**WORK INSTRUCTIONS**
- 1) In the passage on converting to radially polarized beams, rewrite the paragraph beginning "Overall, the generator is consisted" as a short list that keeps its main facts.
- 2) Pick up the passage on converting to radially polarized beams after its final equation, and write what comes next.

**QUOTED PASSAGE**
** BEGIN **

According to Eq. (2), the high power femtosecond quasi-RPBs with pulse duration of few-cycle are converted from LPBs[12, 19] by converters whose structures can be shown as Fig. 1 (a), i.e., in 3-D helical sector-shape. The sub-section beam from any sector will not be completely radially polarized, but linearly in a certain direction at the whole sector respectively, as shown in Fig. 1 (b).

Fig.1 RPBs converter and sub-section beam

Correspondingly, the phase compensator is also shown in Fig. 2, which should meet the requirement to offset the phase difference caused by the varied optical length, as

Fig.2 Principle of the phase compensation
$\Delta {\delta _1} + \Delta {\delta _2}{\rm{ = Const}}$ (3)

According to the Sellmeier Function, the birefringence of YbVO4 is 0.214 (no=1.972, ne=2.186). And the phase retardation value is proportional to the thickness, as

$\delta \left( \theta \right) = \frac{{2\pi \left[ {{n_0} - {n_e}} \right]d\left( \theta \right)}}{\lambda }$ (4)

To meet the polarization rotation from 0 to 2π, the value of δ(θ) is 0~4π, and the fabricating thickness is 0~7.484 μm. For the compensator, assuming the index of the silicon is nSiO2, the corresponding thickness is

$d = \frac{{m\lambda }}{{{n_{{\rm{Si}}{{\rm{O}}_2}}} - 1}}\quad \left( {m = 1,2, \cdots } \right)$ (5)

Overall, the generator is consisted with two quarter wave plates, a spiral-like structure with the YbVO4 crystal and a concerning phase compensator made by silicon, so as to obtain the high peak power RPBs.

1.2 Purity of quasi-RPBs

Generally, the obtaining can be considered as the superposition of RP and AP beams, in which the proportion of the RP beams is regarded as the purity of the RP[17]. For any sub-section beam from a sector with cross scheme as shown in Fig. 1 (b), the linearly polarized vector can be always orthogonally decomposed to radially polarized vector and azimuthally polarized vector. When being focused, the AP components will not affect the focusing electric intensity and vector amplitude in longitudinal.

Assuming that the beam is uniform and normalized in intensity over the whole cross section, that is, Er=ER for a sector with fan angle of 2θm, the Equivalent Radially Polarized Portion (ERPP) at one point is f(r, θ)=1×cos θ. And the whole results of the beam can be expressed as

$S = 2\int\limits_0^{{R^\theta }} {\int\limits_0^m {f\left( {r,\theta } \right)\left( {r{\rm{d}}\theta } \right){\rm{d}}r = {R^2}\sin \;{\theta _{\rm{m}}}} } $ (6)

And the corresponding radial polarization purities ρ is calculated as

$\rho = \frac{S}{{{S_0}}} = \frac{{\sin \;{\theta _{\rm{m}}}}}{{{\theta _{\rm{m}}}}}$ (7)

** END **

**DATA SECTION**

** BEGIN **

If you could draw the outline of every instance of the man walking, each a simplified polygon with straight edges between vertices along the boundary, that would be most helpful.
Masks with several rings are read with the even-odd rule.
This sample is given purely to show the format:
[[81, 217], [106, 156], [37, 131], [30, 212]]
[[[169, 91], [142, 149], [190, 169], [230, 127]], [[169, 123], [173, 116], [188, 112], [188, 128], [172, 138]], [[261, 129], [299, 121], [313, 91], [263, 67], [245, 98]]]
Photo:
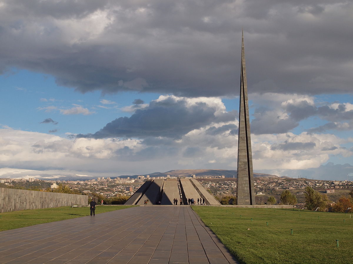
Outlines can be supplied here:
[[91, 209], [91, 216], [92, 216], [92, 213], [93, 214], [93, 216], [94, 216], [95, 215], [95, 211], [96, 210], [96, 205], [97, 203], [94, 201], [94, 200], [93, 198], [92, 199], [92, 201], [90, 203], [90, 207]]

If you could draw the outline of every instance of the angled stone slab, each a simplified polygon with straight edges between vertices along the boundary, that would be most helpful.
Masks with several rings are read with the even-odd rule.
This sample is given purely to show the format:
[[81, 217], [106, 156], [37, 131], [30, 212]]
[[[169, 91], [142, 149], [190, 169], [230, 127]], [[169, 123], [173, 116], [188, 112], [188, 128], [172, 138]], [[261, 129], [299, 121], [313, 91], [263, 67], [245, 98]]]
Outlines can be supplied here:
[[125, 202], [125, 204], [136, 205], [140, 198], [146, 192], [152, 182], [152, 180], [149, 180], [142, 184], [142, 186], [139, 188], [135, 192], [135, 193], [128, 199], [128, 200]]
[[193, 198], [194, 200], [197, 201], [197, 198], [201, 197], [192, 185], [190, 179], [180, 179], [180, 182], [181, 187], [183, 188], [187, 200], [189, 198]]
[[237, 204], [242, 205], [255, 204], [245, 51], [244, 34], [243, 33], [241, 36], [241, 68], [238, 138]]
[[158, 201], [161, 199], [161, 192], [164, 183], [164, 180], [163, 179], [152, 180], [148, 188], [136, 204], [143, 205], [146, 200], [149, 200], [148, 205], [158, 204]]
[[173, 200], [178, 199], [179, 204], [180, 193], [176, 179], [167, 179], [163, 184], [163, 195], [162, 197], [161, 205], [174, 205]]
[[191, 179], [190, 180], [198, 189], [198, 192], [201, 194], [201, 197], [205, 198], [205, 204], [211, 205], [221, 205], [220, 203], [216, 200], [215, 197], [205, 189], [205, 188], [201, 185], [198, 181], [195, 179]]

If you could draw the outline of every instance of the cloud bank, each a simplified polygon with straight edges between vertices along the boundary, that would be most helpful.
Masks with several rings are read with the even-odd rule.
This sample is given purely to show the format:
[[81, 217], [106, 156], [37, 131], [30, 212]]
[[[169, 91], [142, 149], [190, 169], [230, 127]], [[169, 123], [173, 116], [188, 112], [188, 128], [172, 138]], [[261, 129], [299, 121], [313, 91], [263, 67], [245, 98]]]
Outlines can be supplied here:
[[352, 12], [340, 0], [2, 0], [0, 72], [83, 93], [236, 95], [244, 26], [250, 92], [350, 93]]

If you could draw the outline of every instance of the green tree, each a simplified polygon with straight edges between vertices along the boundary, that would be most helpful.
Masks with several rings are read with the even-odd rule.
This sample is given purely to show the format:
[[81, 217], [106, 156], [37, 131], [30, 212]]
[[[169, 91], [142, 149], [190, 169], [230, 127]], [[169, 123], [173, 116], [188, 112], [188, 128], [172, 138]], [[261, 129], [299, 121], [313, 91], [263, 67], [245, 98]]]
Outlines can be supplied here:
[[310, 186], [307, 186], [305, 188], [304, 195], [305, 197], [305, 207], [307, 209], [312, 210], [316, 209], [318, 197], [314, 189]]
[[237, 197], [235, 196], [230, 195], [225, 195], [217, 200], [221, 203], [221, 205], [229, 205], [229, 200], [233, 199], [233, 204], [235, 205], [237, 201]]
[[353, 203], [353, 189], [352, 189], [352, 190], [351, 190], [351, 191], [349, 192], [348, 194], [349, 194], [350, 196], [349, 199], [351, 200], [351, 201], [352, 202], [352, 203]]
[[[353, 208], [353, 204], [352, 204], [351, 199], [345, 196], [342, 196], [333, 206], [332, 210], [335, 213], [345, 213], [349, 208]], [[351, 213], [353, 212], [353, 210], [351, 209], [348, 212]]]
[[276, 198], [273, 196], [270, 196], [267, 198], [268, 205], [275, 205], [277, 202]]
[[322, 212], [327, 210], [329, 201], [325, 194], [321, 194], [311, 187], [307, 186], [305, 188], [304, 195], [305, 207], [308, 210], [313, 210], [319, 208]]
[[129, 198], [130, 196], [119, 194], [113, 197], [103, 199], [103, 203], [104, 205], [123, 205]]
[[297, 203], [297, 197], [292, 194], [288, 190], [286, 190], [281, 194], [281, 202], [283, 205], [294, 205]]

** END **
** BEGIN **

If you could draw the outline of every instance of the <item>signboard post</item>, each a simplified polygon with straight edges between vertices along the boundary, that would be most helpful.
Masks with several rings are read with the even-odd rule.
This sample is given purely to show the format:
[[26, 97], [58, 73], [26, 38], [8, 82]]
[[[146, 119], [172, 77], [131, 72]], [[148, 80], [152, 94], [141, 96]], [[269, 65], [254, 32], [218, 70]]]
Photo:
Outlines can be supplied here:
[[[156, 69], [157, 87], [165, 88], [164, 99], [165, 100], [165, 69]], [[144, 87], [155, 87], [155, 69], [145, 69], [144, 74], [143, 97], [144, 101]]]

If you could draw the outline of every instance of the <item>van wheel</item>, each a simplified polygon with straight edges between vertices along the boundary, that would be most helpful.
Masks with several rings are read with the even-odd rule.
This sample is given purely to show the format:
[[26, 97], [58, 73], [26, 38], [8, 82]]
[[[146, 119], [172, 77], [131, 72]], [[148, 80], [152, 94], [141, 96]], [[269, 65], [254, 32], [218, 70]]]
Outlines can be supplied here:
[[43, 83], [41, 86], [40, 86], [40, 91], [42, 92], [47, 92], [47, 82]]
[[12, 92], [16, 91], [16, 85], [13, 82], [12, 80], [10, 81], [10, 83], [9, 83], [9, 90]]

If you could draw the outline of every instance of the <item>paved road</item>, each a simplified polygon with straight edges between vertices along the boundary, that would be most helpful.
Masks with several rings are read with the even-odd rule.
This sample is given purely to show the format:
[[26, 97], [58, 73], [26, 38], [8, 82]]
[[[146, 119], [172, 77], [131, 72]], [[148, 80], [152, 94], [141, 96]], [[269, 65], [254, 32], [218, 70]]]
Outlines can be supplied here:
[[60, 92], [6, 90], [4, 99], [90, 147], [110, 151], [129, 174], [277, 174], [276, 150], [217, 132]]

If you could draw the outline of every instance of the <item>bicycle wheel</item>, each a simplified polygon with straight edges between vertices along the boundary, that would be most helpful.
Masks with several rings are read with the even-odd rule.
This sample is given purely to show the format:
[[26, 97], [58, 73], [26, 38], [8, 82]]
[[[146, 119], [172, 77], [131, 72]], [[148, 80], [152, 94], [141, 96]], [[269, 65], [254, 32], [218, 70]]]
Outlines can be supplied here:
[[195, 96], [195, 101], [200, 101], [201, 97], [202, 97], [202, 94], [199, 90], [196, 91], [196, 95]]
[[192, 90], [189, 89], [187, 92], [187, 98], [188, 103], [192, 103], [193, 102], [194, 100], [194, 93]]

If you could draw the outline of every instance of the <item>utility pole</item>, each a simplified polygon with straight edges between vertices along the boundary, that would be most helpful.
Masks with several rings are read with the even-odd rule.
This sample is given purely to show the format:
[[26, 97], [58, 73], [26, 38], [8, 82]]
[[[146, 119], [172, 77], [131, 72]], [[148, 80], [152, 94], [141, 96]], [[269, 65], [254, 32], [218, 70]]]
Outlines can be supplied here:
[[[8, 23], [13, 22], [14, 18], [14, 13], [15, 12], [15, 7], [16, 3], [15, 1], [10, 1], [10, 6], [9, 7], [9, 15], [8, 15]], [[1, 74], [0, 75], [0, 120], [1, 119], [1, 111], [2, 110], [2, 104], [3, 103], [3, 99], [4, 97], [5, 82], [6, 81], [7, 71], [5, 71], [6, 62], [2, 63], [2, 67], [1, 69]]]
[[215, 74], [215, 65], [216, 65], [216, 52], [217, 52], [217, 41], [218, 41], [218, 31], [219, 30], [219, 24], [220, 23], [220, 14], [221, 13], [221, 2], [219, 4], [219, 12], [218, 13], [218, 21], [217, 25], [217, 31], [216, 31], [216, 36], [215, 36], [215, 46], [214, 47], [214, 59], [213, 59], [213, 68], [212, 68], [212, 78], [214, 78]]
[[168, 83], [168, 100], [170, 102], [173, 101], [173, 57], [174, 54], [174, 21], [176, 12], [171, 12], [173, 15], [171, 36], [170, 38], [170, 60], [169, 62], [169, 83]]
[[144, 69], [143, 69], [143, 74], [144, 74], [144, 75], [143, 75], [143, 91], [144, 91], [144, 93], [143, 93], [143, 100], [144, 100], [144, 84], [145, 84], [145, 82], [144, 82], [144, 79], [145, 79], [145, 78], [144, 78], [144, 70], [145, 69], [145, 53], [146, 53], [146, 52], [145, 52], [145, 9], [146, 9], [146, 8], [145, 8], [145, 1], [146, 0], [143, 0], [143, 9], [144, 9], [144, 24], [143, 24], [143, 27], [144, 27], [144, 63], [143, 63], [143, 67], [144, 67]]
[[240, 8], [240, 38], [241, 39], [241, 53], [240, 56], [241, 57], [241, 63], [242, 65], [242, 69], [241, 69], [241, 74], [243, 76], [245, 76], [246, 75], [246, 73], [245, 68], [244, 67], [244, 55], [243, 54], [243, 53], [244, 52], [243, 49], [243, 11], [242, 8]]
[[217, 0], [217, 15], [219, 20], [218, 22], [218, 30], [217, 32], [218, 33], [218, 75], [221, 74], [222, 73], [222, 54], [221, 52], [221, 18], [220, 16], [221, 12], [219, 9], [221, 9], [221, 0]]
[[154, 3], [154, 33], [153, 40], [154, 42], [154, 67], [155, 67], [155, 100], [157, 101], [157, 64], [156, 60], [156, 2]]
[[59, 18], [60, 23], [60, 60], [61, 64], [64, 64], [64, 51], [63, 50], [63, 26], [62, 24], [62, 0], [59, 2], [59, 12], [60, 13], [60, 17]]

** END **

**RESULTS OF THE EXERCISE**
- 1)
The generator that produces high peak power RPBs consists of:
- two quarter wave plates
- a spiral-like structure made with YbVO4 crystal
- a phase compensator made of silicon

- 2)
where

${S_0} = \frac{{2{\theta _{\rm{m}}}}}{{2\pi }}\pi {R^2} = {\theta _{\rm{m}}}{R^2}$ (8)

To make the definition of the purity universal, the convergence angles φ of the radius which causes the ERPP different can be considered as fφ(r, θ) at (r, θ).

${f_\varphi }\left( {r,\theta } \right) = \cos \;\theta \sin \;\varphi $ (9)

where, φ varies from 0 to φm, and φm is the maximum convergence angle. Thus, the expressions of S and S0 can be reconsidered due to this angle, but since the value of φ is only relevant with r, the purity doesn′t change.

Similarly in Fig. 1 (b), the Equivalent Azimuthally Polarized Portion (EAPP) in the transversal direction could be expressed as

${f_{\rm{a}}}\left( {r,\theta } \right) = \cos \;\theta \cos \;\varphi + \sin \;\theta $ (10)

which can be regarded as the effects caused by APB equivalently.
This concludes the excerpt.